Records for this exercise

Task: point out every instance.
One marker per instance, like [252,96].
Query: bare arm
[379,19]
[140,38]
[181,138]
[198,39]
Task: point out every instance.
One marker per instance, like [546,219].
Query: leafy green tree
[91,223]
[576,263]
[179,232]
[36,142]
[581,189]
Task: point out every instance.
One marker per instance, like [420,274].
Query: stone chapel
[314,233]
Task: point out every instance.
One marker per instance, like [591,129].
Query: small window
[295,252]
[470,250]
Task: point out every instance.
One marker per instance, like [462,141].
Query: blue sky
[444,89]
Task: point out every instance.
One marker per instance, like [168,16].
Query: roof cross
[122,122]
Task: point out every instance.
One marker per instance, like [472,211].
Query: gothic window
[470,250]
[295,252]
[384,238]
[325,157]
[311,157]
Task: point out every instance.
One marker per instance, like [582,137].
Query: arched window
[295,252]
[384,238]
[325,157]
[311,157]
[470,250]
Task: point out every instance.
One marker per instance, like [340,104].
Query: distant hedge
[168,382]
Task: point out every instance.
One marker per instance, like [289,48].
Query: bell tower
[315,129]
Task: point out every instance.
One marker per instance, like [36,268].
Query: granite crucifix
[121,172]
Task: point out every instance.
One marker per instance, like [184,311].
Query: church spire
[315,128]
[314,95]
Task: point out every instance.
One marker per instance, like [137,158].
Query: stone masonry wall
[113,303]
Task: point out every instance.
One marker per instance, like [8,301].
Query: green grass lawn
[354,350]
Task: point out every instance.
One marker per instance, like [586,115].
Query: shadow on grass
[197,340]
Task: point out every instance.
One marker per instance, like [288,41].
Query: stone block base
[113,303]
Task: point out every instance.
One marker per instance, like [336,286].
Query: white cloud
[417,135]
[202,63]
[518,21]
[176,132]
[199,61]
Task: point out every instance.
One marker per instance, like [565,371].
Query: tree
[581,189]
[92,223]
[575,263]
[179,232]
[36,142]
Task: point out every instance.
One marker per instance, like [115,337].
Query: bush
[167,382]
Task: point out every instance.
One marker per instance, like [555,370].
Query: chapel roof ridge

Aim
All of the records must be retyped exactly as they are.

Correct output
Task: point out every instance.
One marker per instance, like [252,96].
Query: bare arm
[379,19]
[140,38]
[181,138]
[198,39]
Task: point out every instance.
One marker per instance, like [546,219].
Query: leafy green tree
[91,223]
[576,263]
[179,232]
[36,142]
[581,189]
Task: point out every instance.
One marker per instance, like [420,274].
Query: stone chapel
[314,233]
Task: point out every instance.
One marker per instance, like [591,129].
Query: small window
[295,252]
[470,250]
Task: point out every instance.
One marker per instance, like [462,141].
Query: blue sky
[444,89]
Task: point out every instance.
One marker per instance, like [168,16].
Query: roof cross
[122,122]
Task: point out every instance.
One marker per instance, like [472,211].
Query: gothic window
[470,250]
[295,252]
[384,238]
[325,157]
[311,157]
Task: point out every instance.
One marker per instance, like [582,137].
Query: arched window
[295,252]
[384,238]
[325,157]
[311,157]
[470,250]
Task: point out every instance.
One marker per instance, like [340,104].
Query: distant hedge
[168,382]
Task: point out every instance.
One marker per instance, like [289,48].
Query: bell tower
[315,129]
Task: point out every instance.
One marker per instance, like [36,268].
Query: granite crucifix
[121,172]
Task: point out every instance.
One marker per instance, like [184,311].
Query: church spire
[315,128]
[314,95]
Task: point out every instance.
One marker per instance, like [137,158].
Query: stone masonry wall
[113,303]
Task: point out every instance.
One marker per instance, like [8,301].
Query: green grass lawn
[354,350]
Task: point out every instance.
One marker per instance, like [586,115].
Query: shadow on grass
[197,340]
Task: point out every instance.
One marker per instance, like [288,41].
Query: stone block base
[113,303]
Task: point out every instance.
One marker per instance, like [336,286].
Query: white cloud
[417,135]
[202,63]
[518,21]
[176,132]
[199,61]
Task: point out every instance.
One marker per instance, like [565,371].
Query: tree
[581,189]
[92,223]
[575,263]
[179,232]
[36,142]
Task: point out every instance.
One marker per instance, like [115,337].
Query: bush
[167,382]
Task: point out every instance.
One marker per instance, like [555,370].
Query: chapel roof ridge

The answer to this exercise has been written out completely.